PROBLEM TO SOLVE. Using the entries that follow, write out the line containing "Expected behaviour: the pointer locates the owl head", the line containing "Expected behaviour: the pointer locates the weathered", and every line between them, exactly and nothing else.

RECORDS FOR THIS TASK.
· · · · ·

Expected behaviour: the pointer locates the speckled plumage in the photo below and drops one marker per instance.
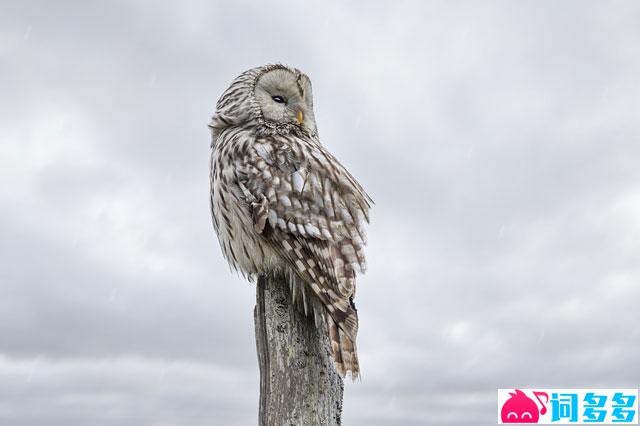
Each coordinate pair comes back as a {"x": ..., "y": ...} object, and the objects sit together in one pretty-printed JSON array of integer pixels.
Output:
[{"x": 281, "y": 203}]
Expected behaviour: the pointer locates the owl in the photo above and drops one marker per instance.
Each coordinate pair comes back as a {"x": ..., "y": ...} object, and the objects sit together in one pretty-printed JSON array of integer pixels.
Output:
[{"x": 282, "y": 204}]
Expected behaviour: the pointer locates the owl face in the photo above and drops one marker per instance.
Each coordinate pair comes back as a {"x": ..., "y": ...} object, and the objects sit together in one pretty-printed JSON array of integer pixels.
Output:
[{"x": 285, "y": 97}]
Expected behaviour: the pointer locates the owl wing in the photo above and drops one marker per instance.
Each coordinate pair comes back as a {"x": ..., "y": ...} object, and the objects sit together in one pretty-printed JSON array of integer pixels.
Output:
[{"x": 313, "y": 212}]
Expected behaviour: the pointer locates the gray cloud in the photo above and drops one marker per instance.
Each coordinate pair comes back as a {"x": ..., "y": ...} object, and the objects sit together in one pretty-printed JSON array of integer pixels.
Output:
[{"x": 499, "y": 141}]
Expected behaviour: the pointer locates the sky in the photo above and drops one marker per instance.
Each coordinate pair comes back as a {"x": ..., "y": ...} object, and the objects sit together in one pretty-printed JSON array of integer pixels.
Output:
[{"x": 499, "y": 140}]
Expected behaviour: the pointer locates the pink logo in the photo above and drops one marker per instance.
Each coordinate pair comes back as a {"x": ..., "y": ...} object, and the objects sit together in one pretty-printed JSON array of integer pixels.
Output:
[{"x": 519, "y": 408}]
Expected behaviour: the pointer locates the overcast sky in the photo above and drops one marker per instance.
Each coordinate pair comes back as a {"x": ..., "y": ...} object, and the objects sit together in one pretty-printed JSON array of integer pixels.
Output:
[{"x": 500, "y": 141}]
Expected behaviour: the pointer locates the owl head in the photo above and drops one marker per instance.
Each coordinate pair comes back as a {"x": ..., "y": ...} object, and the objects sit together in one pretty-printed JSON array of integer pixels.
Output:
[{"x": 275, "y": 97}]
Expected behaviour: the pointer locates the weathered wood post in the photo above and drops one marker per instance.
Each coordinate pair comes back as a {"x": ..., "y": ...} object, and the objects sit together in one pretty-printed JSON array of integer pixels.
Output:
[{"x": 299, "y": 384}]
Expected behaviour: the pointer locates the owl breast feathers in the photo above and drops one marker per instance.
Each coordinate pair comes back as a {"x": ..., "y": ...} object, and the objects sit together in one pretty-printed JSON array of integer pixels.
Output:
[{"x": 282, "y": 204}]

· · · · ·

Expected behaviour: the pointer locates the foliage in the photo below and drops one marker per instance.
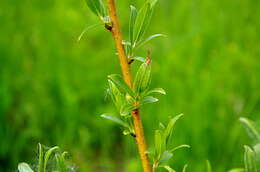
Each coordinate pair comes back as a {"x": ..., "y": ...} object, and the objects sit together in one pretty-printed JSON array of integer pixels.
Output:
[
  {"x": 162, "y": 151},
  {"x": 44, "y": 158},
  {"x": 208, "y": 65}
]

· · · · ·

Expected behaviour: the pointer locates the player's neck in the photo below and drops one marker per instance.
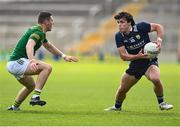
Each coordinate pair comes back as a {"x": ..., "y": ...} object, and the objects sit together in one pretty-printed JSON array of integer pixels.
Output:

· · · · ·

RESPONSE BOX.
Expected behaviour: the pointer locates the owl head in the photo above and drops one marker per instance.
Each coordinate pair comes back as a {"x": ..., "y": ...} object, and the objects sit together in one pretty-printed JSON array of integer pixels.
Output:
[{"x": 275, "y": 97}]
Expected behaviour: the pointer locates the weathered wood post in the photo above and drops one marker per instance.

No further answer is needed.